◆ WHAT YOU HAVE TO DO:
Rewrite the part that opens with the line containing "Autonomous forklift vision pipeline — detect the stone" and closes with the line containing "1191,358,1259,560", putting "marble pillar" in place of "stone column" and leaving everything else unchanged.

◆ EXERCISE INPUT:
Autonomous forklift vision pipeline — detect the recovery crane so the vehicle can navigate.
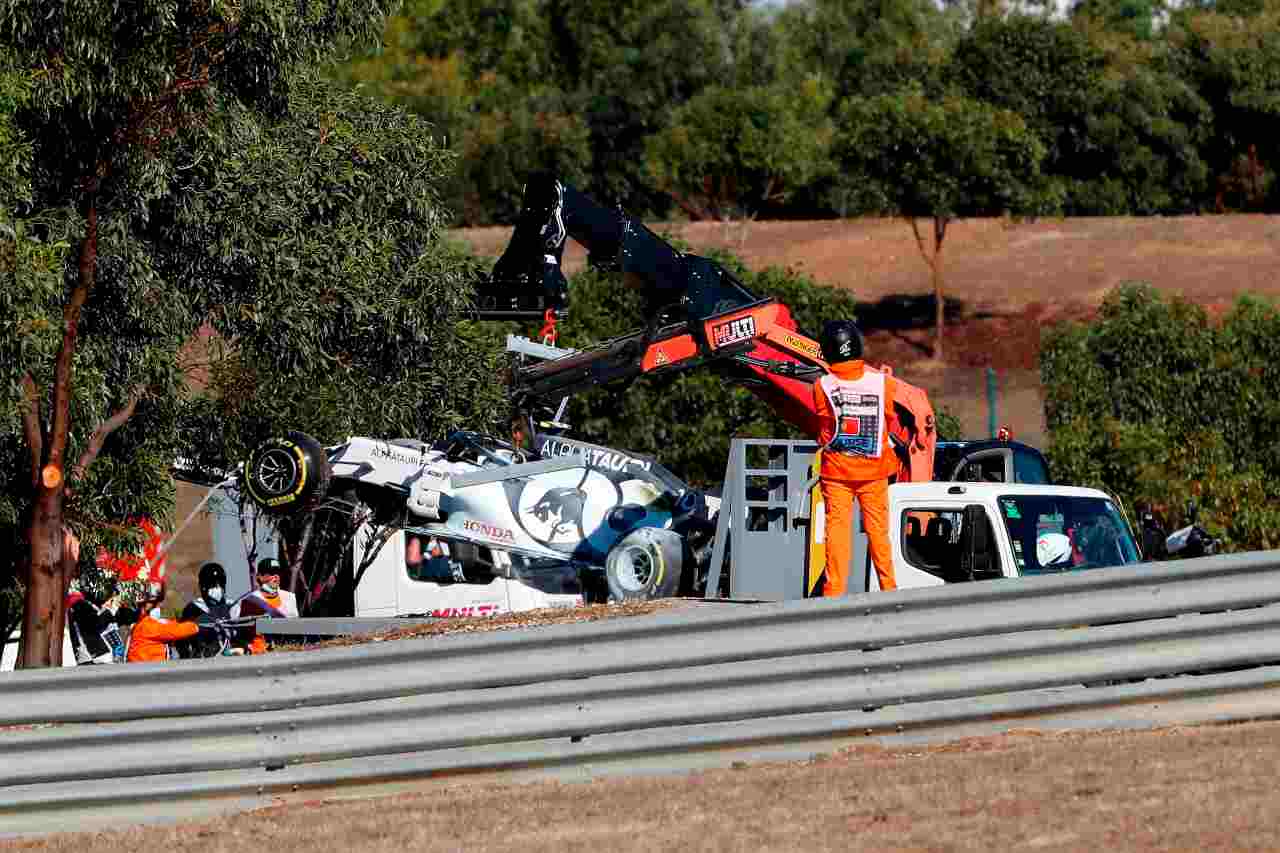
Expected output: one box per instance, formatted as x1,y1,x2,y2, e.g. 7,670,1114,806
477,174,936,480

--

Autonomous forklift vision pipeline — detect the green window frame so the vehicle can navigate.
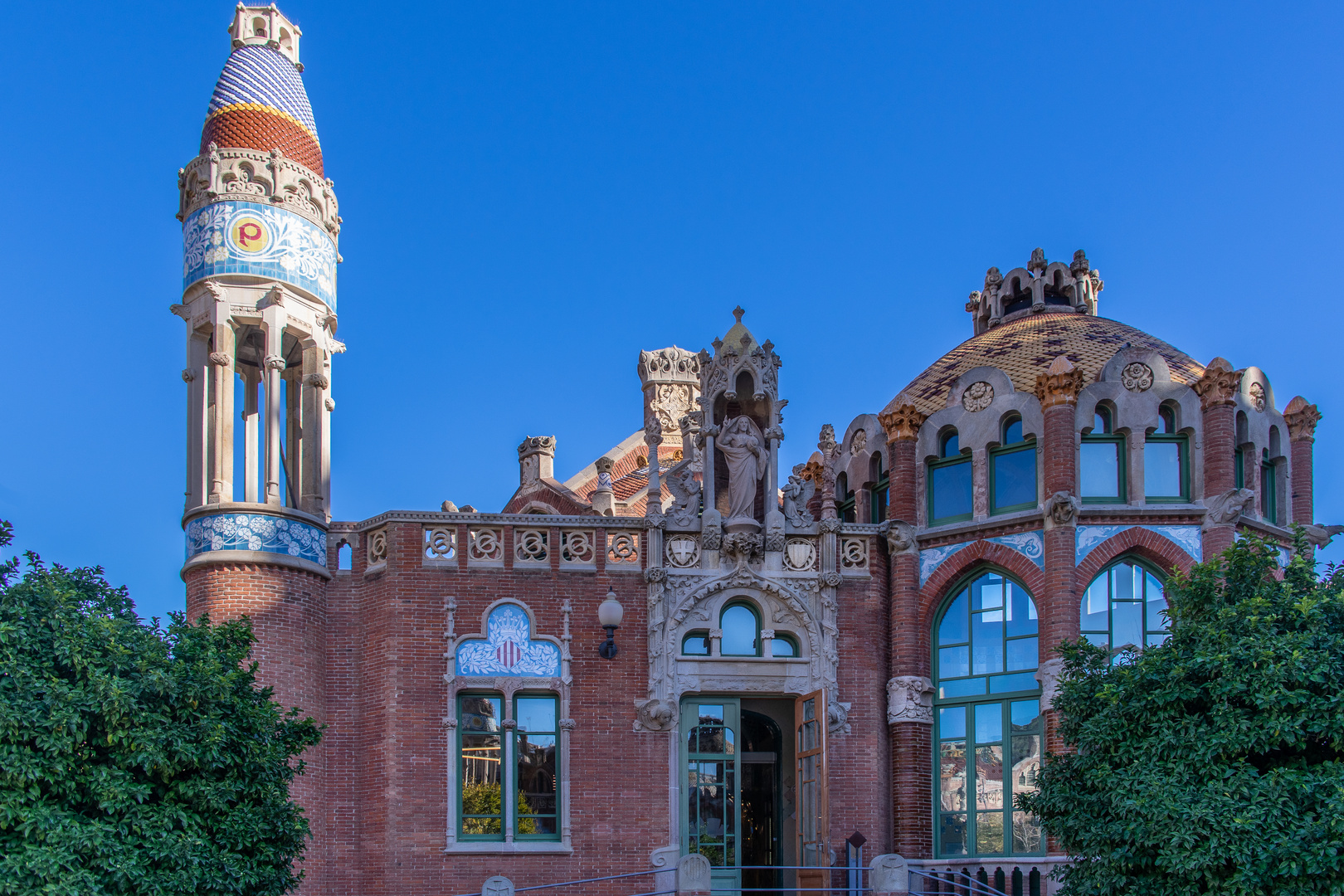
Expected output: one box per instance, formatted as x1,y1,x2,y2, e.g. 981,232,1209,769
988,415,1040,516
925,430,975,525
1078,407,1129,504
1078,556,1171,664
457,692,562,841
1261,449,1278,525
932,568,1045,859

--

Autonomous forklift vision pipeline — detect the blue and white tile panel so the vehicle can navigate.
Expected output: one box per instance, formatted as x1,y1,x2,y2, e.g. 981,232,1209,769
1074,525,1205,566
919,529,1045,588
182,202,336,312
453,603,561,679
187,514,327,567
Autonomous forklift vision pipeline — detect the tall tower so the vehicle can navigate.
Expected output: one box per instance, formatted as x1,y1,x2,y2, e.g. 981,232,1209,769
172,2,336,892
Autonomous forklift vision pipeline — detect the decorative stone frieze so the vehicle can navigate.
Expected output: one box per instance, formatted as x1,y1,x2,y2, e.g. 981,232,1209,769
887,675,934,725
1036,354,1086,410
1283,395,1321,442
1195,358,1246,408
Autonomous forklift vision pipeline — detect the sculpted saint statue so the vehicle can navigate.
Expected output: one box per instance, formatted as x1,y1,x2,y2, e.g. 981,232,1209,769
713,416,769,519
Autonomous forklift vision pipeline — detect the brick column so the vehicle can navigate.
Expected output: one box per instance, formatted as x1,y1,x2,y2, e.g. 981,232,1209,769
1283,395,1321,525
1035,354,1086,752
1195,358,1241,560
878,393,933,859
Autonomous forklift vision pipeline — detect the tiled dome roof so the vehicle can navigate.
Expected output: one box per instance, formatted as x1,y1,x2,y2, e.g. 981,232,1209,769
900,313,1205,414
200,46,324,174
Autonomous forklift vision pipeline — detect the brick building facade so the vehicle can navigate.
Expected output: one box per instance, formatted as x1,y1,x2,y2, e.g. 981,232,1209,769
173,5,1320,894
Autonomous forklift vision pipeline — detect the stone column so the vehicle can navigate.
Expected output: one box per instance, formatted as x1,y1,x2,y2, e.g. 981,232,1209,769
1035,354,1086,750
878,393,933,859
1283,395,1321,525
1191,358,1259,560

◆ FINISHED EXERCISE:
Autonomous forklift vision pipeline — detect the marble pillar so the vehicle can navigate.
Expected output: one box per instance, formatted as x1,y1,x2,y2, e.g. 981,232,1209,769
1035,354,1086,750
878,393,933,859
1283,395,1321,525
1191,358,1259,560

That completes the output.